Prosigue la reflexión sobre la cruz de Jesús a partir de su última oración, la que cita la carta del Santo Padre para la Cuaresma.

(Pasaje seleccionado)
==============================
La cruz de Jesús no es algo que afecte solo a sus contemporáneos. Su pasión no quedó encerrada en su tiempo porque su amor trasciende y llega a los hombres de todos los tiempos, pues Cristo ha muerto por toda la humanidad y su sangre se derramó por ellos, por todos nosotros.
Jesús nos invita a centrarnos, a dar sentido al sinsentido, a iluminar nuestro camino con su amor redentor. Nos invita a reencontrar lo que hemos perdido, a reconstruir lo que se haya roto, a resucitar lo que se ha convertido en muerte, a vencer en las derrotas, a descubrir de nuevo las señales que aún quedan en nosotros para poder continuar en el camino de la vida. Nos preguntamos a veces: ¿quién podrá darnos la vida nueva que anhelamos? Sólo mirándole a él resurgiremos de nuestros males y dejamos que el Espíritu Santo nos lleve por el camino de un nuevo renacer. Siguiéndole volvemos a encontrar nuestros mejores sentimientos, renovamos nuestras actitudes y fortalecemos nuestras decisiones para ser buenos y hacer el bien; y para vencer el mal con la fuerza del bien.
Jesús, nuestro amado Señor, ha querido además quedarse misteriosamente en los que sufren (Cf. Mt 25, 31-46). Está en las nuevas víctimas y en sus cruces de modo que su pasión, que se prolonga en la historia, está también en estos tiempos de pandemia, en nuestros tiempos, en nuestra vida, de modo que estamos llamados especialmente en este momento, a ser gente que reconozca a Jesús, que necesita nuestra ayuda en cada enfermo y cada prójimo que sufre y llora. Llamados a ser «cireneos» en tantas pasiones dolorosas que tenemos cerca, y, también, «cireneos» de tantos servidores públicos, cuidadores de ancianos, profesionales sanitarios y de servicios que atienden en su enfermedad y necesidades a nuestros conciudadanos. Así nos ha recordado el Santo Padre en su carta para la Cuaresma, la necesidad de la caridad, que «quiere decir cuidar a quienes se encuentran en condiciones de sufrimiento, abandono o angustia a causa de la pandemia de Covid-19». Asimismo, nos señala que «la vía de la pobreza y de la privación (el ayuno), la mirada y los gestos de amor hacia el hombre herido (la limosna) y el diálogo filial con el Padre (la oración) nos permiten encarnar una fe sincera, una esperanza viva y una caridad operante».
==============================
(Registros)
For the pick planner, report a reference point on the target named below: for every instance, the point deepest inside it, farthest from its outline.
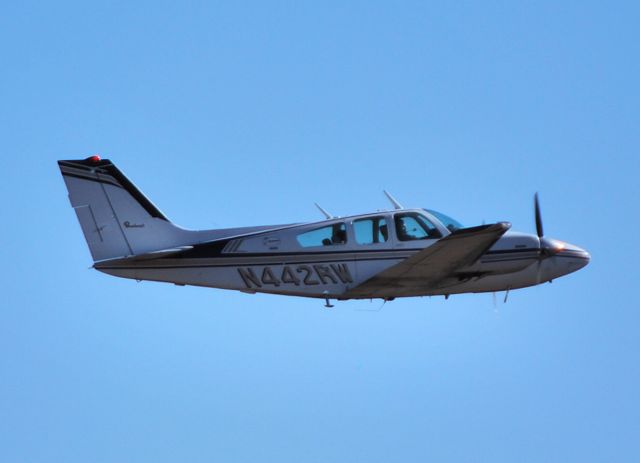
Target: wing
(425, 269)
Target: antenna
(395, 203)
(325, 213)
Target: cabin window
(413, 226)
(325, 236)
(370, 231)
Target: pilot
(339, 235)
(403, 234)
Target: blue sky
(241, 113)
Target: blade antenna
(324, 212)
(538, 214)
(395, 203)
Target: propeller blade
(539, 229)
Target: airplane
(380, 255)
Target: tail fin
(116, 218)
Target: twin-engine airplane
(396, 253)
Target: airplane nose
(565, 257)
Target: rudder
(116, 218)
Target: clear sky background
(242, 113)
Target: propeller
(546, 247)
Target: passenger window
(325, 236)
(371, 231)
(413, 226)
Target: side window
(370, 231)
(413, 226)
(325, 236)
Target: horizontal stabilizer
(141, 257)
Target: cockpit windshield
(447, 221)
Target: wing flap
(426, 268)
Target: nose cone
(565, 258)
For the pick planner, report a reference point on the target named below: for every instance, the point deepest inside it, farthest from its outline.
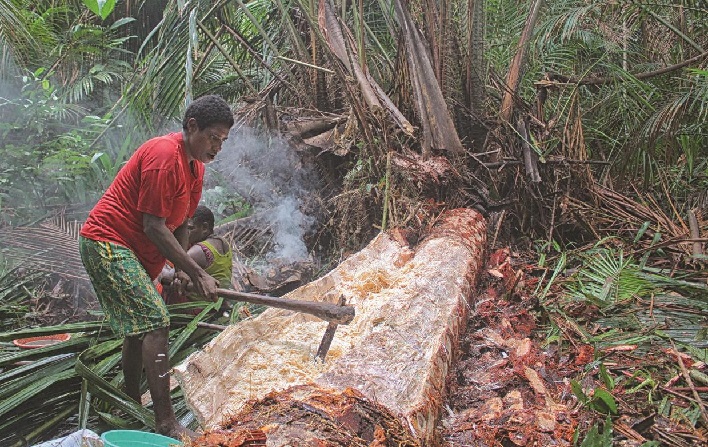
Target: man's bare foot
(178, 432)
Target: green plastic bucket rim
(141, 438)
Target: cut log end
(385, 369)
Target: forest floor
(527, 375)
(530, 372)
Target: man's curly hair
(207, 111)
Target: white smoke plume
(268, 173)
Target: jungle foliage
(572, 120)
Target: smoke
(267, 172)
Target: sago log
(383, 379)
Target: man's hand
(205, 286)
(180, 283)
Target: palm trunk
(517, 64)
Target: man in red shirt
(139, 222)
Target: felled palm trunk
(383, 380)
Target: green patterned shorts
(128, 297)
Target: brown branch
(556, 79)
(687, 376)
(514, 76)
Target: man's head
(205, 127)
(201, 225)
(207, 111)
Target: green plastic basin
(135, 438)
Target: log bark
(383, 379)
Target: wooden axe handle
(326, 311)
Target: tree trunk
(476, 70)
(384, 376)
(438, 128)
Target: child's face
(197, 231)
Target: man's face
(205, 144)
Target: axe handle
(326, 311)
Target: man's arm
(155, 229)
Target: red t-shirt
(159, 180)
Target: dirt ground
(511, 388)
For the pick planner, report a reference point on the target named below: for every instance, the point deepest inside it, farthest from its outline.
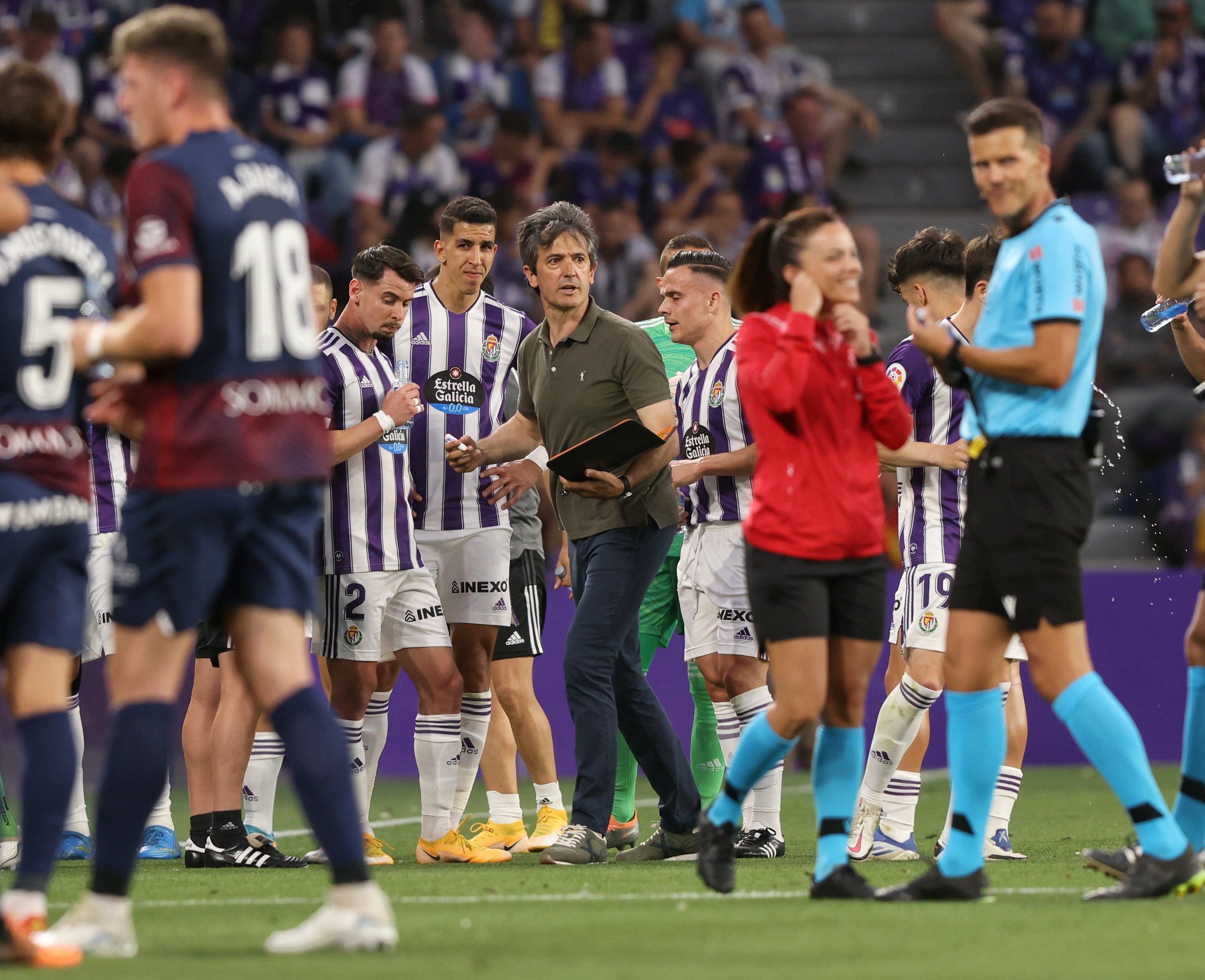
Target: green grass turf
(657, 922)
==============================
(Resultado de la tarea)
Hermanos: Queremos seguir hoy a Cristo en los sufrimientos de la vida, en tiempos de tantos interrogantes y angustias, en esta providencial Cuaresma. Seamos, pues, gente comprometida en servir y en volver a Dios, tan olvidado por muchos que le han abandonado y ahora se sienten aún más abandonados sin Él. Volvamos a nosotros mismos, a nuestro interior, viviendo esta circunstancia dramática como oportunidad de renacer, por gracia, en la fe, para así ser auténticos portadores de ayuda, ánimo y consuelo.
Pongamos nuestra mirada en Cristo Crucificado para encontrar en Él la respuesta a nuestros sufrimientos y al sentido de nuestra vida, como hicieron aquellos enfermos que miraban en el hospital la famosa imagen doliente de Grünewald, llagado y lacerado también con sus mismas heridas y enfermedades. Reconozcamos igualmente nuestras enfermedades espirituales y nuestros pecados que nos privan de luz y alejan del amor y del consuelo de Dios.
Pongamos nuestras vidas en las manos maternas de nuestra Madre la Virgen María: Ella, al pie de la Cruz, en el corazón de la Iglesia, fiel a la promesa de su Hijo, nos enseña que el amor todo lo puede, todo lo espera y todo lo soporta (1 Cor 13, 7).
Ánimo. En medio de la oscuridad el Señor es nuestra Luz. Con Él, la Vida es nuestra meta cierta. Que esta Cuaresma que iniciamos nos conduzca a una Pascua que nos levante con su energía resucitadora en estos momentos históricos de especial dificultad.